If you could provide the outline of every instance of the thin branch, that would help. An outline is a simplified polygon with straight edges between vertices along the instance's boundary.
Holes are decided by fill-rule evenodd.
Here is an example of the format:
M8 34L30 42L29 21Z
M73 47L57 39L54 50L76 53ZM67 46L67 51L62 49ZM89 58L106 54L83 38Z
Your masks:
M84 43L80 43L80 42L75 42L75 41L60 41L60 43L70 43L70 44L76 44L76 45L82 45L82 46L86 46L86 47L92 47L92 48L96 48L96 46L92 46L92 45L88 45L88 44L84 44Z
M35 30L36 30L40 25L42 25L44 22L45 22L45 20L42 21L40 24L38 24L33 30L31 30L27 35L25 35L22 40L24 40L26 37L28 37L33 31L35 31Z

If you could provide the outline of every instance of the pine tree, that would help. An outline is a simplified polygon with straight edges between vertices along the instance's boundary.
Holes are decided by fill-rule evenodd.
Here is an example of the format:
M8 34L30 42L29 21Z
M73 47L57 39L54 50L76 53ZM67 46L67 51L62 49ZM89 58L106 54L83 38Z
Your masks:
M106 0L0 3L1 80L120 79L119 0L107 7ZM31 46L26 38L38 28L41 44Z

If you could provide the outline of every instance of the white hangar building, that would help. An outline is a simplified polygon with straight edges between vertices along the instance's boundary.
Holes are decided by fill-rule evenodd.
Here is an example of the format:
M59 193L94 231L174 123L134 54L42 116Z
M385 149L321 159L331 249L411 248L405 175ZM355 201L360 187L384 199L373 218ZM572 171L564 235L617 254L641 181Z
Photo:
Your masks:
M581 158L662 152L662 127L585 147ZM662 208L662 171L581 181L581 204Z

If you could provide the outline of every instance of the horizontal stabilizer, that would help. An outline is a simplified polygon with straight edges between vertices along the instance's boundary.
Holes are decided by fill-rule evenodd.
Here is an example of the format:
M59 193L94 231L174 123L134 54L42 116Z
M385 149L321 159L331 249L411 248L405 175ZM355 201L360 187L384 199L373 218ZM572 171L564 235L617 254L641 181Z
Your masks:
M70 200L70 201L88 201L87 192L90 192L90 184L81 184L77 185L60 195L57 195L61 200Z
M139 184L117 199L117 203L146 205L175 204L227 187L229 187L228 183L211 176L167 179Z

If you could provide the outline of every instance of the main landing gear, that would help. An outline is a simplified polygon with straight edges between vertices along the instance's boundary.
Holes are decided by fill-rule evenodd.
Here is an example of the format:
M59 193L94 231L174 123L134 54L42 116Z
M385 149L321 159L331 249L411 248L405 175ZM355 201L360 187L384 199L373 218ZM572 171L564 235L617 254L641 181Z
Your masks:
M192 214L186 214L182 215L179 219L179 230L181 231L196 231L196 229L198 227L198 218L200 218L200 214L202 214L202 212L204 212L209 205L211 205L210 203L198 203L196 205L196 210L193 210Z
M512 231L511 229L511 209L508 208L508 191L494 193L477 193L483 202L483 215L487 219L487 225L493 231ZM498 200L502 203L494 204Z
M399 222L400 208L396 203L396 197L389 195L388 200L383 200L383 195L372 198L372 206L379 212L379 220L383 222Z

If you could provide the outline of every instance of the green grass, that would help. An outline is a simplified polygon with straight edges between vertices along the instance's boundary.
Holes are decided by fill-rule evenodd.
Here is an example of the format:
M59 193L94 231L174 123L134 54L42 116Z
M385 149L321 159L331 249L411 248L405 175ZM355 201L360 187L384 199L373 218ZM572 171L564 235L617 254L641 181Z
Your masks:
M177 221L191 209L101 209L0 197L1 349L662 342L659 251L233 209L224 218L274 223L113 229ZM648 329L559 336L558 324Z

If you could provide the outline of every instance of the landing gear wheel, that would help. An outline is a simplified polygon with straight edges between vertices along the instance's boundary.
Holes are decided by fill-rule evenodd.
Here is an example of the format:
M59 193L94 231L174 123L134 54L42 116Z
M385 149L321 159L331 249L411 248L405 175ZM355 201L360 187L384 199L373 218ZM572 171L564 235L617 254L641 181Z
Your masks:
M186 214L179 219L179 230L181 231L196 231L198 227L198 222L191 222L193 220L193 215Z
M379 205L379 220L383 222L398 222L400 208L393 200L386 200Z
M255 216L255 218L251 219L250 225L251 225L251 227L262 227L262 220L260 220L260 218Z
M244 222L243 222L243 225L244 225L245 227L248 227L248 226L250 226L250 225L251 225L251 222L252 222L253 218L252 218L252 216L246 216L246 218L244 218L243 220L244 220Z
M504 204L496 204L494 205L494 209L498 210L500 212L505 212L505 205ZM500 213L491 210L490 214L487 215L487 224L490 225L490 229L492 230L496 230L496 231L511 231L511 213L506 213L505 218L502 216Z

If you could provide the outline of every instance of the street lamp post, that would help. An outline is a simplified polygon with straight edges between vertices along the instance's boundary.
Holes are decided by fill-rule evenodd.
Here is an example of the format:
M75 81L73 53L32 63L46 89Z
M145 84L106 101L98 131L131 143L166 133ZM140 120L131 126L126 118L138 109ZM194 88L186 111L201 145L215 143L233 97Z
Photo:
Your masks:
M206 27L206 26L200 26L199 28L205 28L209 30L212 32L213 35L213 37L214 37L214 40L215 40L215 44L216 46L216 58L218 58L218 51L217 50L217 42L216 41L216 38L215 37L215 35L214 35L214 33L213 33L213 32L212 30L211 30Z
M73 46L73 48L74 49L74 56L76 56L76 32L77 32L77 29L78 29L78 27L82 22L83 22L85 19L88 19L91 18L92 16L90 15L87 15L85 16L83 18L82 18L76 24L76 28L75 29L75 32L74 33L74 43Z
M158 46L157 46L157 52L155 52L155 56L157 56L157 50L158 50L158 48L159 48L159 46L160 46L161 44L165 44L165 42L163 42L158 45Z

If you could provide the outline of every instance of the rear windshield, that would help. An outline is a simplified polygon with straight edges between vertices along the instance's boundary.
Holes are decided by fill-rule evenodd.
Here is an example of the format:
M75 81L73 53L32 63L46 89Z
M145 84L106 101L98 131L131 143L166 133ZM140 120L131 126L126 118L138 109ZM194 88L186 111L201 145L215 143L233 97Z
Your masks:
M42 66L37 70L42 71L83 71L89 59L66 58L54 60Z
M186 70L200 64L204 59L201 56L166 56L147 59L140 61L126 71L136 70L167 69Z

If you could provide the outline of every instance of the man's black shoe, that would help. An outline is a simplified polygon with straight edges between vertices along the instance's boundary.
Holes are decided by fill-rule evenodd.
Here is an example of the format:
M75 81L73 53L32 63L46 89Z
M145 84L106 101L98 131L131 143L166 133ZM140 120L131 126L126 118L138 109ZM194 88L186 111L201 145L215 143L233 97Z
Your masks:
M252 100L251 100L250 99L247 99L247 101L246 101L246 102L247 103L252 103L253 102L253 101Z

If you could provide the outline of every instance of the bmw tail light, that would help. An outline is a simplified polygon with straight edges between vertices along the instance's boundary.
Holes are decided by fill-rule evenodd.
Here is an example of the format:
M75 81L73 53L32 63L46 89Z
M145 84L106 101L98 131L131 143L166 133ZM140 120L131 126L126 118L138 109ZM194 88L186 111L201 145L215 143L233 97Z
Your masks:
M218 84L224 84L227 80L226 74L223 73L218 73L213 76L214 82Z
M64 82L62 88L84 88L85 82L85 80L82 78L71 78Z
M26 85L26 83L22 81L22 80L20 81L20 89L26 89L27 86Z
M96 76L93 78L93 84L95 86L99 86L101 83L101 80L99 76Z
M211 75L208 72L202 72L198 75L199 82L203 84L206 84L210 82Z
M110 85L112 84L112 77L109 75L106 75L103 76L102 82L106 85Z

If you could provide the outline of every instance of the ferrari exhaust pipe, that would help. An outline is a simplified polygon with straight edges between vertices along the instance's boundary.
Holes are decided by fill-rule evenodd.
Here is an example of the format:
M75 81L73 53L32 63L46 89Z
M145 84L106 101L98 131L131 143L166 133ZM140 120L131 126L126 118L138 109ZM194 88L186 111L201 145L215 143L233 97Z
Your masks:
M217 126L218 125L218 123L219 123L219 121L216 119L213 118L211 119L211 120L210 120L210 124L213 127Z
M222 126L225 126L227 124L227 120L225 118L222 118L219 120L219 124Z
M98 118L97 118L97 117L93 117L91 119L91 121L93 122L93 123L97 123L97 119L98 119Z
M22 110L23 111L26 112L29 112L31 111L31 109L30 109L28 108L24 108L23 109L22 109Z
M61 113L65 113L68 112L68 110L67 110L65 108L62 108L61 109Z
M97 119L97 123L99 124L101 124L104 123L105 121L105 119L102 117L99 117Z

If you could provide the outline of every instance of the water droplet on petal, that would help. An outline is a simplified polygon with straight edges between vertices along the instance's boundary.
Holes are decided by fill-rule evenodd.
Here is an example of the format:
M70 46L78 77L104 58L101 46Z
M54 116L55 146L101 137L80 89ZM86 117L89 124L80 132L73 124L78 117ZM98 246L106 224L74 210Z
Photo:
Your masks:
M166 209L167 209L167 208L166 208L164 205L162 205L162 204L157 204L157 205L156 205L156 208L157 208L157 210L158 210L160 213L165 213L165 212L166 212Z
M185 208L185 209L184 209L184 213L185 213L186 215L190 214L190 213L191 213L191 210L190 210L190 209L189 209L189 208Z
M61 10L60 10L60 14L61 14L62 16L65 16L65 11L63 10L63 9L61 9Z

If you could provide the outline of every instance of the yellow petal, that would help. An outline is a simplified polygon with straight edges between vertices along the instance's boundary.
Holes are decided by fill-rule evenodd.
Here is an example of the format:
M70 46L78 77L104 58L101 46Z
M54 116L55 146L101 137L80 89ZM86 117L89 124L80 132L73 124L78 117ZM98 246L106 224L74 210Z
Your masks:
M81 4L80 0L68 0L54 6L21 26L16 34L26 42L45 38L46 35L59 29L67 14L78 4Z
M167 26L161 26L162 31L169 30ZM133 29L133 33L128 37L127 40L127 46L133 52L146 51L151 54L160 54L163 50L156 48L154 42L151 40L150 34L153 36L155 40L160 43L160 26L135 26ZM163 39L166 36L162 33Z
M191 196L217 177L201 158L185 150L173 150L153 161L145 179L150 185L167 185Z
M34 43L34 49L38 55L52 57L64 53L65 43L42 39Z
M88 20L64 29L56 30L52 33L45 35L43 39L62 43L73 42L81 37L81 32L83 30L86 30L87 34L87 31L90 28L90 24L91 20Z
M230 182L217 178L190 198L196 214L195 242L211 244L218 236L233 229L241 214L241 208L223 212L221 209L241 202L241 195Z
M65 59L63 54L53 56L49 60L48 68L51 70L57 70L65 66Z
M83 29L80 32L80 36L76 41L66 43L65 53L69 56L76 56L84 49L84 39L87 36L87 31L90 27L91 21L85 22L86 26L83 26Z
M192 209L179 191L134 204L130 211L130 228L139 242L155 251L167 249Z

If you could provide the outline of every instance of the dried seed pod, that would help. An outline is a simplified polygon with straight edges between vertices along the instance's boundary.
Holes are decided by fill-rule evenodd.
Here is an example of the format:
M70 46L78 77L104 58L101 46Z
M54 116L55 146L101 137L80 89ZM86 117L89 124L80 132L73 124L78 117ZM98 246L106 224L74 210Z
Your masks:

STATED GOAL: Copy verbatim the stretch of the data from the line containing "of the dried" through the final line, both included.

ANSWER TO THIS PROBLEM:
If you could provide the outline of every instance of the dried seed pod, that would help. An outline is a simplified polygon with straight edges between vertices along the instance's boundary.
Holes are decided by fill-rule evenodd.
Here is an example of the format:
M70 46L78 77L104 58L101 46Z
M54 116L55 146L101 137L80 89ZM86 117L89 124L80 132L73 124L78 117ZM98 246L106 224L74 210Z
Your masks:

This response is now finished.